▶ [Required work]
Exactly as they appear, reproduce the lines from the one holding "the blurred foliage" through the last line of the material below.

▶ [Information supplied]
****************************************

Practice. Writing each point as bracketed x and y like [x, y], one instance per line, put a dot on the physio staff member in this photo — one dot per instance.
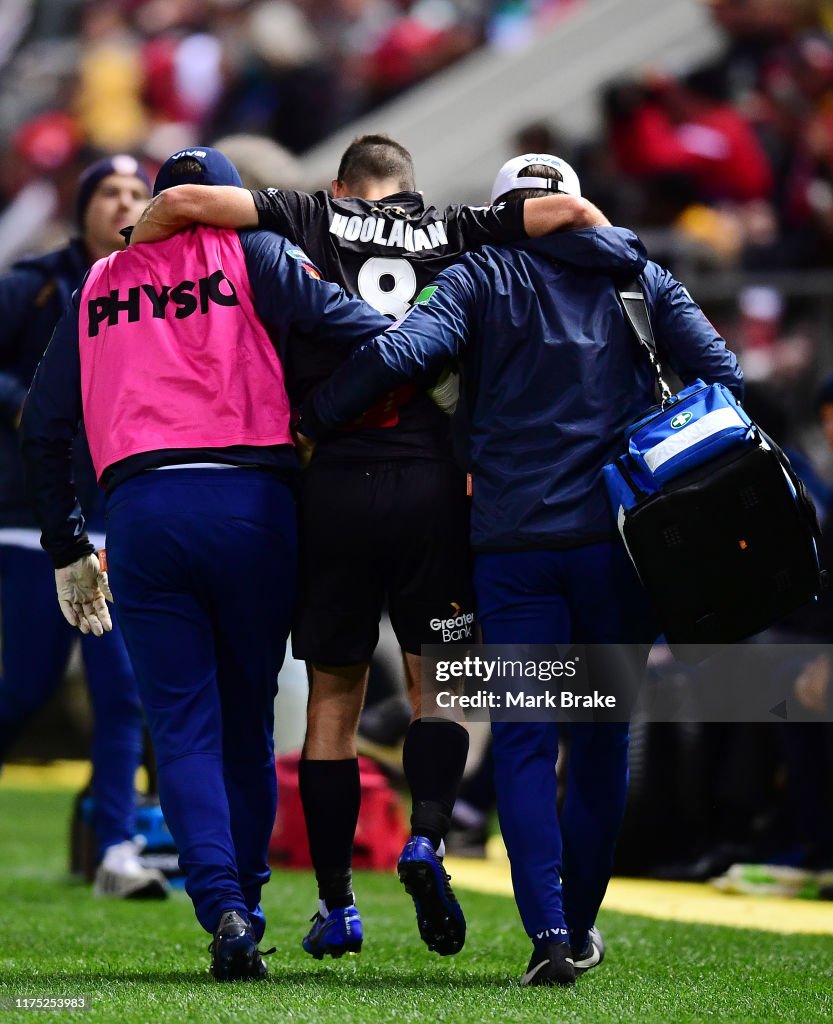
[173, 352]
[37, 641]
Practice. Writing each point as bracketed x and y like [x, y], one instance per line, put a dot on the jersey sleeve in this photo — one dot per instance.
[482, 225]
[51, 418]
[288, 212]
[289, 292]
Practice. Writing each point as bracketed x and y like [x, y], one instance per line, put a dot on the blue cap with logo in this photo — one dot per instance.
[215, 169]
[91, 177]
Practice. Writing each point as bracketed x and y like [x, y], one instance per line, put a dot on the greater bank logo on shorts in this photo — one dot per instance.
[458, 627]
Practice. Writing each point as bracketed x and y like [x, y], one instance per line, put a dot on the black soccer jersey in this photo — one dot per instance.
[384, 251]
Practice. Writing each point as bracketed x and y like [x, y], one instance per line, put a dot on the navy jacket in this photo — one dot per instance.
[33, 295]
[552, 375]
[288, 295]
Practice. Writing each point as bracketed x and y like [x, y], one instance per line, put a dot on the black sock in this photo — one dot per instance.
[433, 759]
[331, 794]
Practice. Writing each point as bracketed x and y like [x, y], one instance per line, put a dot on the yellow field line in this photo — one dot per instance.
[667, 900]
[54, 775]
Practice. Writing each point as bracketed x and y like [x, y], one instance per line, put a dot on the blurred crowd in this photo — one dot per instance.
[737, 155]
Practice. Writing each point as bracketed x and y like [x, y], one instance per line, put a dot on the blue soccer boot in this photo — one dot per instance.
[235, 955]
[338, 933]
[440, 916]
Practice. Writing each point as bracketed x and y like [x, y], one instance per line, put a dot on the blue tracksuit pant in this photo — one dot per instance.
[36, 647]
[589, 595]
[202, 565]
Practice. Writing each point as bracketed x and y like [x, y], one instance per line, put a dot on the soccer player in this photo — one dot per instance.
[552, 377]
[173, 354]
[383, 512]
[36, 639]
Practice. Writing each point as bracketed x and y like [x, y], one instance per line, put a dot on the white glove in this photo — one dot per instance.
[82, 593]
[446, 392]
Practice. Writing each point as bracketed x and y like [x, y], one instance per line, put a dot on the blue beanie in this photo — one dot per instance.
[824, 396]
[89, 178]
[215, 169]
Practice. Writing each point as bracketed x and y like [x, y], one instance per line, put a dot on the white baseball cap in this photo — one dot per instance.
[510, 176]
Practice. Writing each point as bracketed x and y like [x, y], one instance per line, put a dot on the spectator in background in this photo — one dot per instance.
[688, 128]
[36, 639]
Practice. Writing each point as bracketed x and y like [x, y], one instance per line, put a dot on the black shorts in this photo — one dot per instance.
[389, 532]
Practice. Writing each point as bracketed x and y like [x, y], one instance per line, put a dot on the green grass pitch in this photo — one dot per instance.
[148, 962]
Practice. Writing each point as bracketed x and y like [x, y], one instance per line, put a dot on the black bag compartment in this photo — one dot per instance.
[725, 550]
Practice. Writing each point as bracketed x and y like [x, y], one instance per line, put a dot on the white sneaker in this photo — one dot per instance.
[122, 876]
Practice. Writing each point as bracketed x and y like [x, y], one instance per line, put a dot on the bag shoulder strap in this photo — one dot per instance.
[634, 307]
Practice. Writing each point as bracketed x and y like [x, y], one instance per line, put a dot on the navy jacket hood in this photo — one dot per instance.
[604, 250]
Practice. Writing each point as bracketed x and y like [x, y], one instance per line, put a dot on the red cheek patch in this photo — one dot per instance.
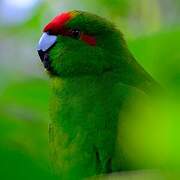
[55, 26]
[88, 39]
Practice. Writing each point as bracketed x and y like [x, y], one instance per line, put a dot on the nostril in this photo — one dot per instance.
[41, 55]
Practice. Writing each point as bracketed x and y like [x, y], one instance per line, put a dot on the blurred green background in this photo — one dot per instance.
[152, 30]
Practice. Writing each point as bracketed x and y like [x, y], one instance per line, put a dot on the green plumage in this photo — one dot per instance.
[92, 85]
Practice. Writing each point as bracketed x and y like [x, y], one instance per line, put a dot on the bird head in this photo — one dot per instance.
[79, 43]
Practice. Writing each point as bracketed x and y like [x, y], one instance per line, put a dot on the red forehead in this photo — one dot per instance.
[58, 22]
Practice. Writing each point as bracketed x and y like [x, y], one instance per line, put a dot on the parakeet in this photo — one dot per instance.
[93, 76]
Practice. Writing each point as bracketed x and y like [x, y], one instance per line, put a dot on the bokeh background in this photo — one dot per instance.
[152, 31]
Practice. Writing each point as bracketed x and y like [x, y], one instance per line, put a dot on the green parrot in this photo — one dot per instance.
[93, 77]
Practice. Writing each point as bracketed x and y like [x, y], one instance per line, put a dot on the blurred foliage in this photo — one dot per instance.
[153, 37]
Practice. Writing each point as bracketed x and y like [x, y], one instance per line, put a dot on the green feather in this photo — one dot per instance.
[91, 86]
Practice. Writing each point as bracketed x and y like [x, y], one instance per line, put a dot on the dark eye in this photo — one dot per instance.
[75, 33]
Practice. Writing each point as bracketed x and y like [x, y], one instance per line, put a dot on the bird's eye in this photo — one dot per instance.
[75, 33]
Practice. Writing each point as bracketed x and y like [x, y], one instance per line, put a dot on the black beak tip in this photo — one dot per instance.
[45, 59]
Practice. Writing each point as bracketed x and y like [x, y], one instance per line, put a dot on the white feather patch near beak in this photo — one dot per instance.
[46, 41]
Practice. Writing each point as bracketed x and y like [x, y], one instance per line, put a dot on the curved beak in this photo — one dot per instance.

****************************************

▶ [Exercise answer]
Practice. Writing each point as bracketed x and y like [x, y], one instance per line, put a dot on the blurred foliage in this photo — one dot per instance.
[153, 37]
Practice. Writing each point as bracketed x and y like [x, y], one instance per line, put a dot on the green feather in this photo — one dot per instance.
[91, 86]
Practice. Writing each point as bracketed x and y like [x, y], one instance per line, put a dot on the dark eye in this photo — one dot per instance.
[75, 33]
Practice. Writing each point as bracketed x and y like [x, y], one instance per line, put a dot on the bird's eye in this photo — one dot per instance.
[75, 33]
Practice. Writing each point as bracketed x and y like [x, y], one instance per line, put a dot on the black beak tip in this photo — one dot per instance.
[45, 59]
Practice. Writing each point as bracketed x and y like [x, y], one instance per line, put a dot on the white feather patch near beak in this photo — one dot per instance.
[46, 41]
Practice. Writing each point as bracketed x and y like [x, y], one instance per line, put a dot on the curved beak in this photo — one dot per instance.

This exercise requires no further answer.